*DATA FOR THIS TASK*
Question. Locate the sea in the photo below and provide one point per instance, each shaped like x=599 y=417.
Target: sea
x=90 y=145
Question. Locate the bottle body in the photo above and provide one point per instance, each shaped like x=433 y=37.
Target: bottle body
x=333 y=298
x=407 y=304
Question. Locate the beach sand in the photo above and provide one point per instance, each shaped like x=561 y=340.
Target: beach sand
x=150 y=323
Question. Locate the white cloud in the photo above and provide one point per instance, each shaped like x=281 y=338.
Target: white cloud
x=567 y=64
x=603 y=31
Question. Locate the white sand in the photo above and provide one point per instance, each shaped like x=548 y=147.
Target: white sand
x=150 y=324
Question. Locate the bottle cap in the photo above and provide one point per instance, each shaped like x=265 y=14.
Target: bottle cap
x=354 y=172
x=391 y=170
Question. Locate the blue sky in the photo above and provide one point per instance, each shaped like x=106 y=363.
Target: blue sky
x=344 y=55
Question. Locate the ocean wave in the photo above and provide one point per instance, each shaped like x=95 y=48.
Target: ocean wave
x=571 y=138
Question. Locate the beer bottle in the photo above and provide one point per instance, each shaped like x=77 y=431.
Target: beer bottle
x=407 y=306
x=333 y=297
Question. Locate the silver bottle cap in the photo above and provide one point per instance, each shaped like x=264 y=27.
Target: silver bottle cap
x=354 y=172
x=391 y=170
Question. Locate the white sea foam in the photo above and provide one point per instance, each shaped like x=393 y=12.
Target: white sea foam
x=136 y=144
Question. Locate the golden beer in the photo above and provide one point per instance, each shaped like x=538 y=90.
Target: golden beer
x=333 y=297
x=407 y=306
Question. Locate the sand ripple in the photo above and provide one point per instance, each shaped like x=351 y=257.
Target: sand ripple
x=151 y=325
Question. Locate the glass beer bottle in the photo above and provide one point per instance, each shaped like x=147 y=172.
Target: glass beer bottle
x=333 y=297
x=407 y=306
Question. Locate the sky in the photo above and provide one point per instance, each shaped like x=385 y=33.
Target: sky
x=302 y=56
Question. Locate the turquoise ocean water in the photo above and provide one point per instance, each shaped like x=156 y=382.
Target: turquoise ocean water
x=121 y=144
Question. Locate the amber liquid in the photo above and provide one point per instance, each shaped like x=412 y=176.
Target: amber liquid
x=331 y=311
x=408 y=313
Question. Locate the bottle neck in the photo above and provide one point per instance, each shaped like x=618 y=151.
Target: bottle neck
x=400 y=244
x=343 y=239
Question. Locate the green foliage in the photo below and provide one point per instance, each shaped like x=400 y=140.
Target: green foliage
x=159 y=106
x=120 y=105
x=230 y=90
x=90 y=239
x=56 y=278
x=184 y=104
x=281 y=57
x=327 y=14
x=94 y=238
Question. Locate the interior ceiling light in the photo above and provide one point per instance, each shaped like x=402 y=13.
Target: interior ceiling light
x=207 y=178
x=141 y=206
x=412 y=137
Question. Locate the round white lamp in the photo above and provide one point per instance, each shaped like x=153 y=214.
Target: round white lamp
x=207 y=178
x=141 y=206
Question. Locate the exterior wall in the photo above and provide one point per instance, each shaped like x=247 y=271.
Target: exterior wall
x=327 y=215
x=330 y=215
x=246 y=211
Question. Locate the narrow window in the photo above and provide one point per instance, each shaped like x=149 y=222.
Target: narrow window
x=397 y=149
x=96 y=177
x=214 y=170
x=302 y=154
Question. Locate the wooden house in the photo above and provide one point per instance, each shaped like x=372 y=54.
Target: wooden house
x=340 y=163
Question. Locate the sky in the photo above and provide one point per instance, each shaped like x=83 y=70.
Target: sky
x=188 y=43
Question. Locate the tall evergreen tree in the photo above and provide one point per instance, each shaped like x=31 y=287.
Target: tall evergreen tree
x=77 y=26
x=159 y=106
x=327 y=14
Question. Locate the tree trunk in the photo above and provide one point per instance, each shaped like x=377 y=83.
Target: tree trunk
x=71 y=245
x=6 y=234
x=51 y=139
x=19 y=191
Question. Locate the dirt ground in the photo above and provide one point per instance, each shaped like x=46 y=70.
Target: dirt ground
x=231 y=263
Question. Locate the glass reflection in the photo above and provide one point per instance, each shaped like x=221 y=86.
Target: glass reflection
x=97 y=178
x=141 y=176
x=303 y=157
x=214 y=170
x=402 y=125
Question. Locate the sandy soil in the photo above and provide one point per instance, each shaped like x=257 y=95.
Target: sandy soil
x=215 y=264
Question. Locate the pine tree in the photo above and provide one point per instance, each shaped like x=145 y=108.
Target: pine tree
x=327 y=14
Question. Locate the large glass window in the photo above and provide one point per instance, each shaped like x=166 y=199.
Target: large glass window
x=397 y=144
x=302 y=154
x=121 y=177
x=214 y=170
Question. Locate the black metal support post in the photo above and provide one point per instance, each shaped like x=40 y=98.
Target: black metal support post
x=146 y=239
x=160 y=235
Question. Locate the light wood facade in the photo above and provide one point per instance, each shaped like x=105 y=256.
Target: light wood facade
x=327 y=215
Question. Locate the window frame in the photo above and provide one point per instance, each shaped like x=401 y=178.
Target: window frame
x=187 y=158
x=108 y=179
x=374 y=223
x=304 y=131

*WRITTEN REQUEST*
Set down, unchanged, the lines of the material from the one containing "like x=385 y=33." through the one containing "x=121 y=144", including both of those lines.

*EXPECTED OUTPUT*
Question. Locate the sky in the photo above and provide one point per instance, each shaped like x=385 y=33.
Target: sky
x=302 y=56
Question. Locate the turquoise ocean water in the photo above and provide one point per instance, each shaped like x=156 y=382.
Target: turquoise ocean water
x=121 y=144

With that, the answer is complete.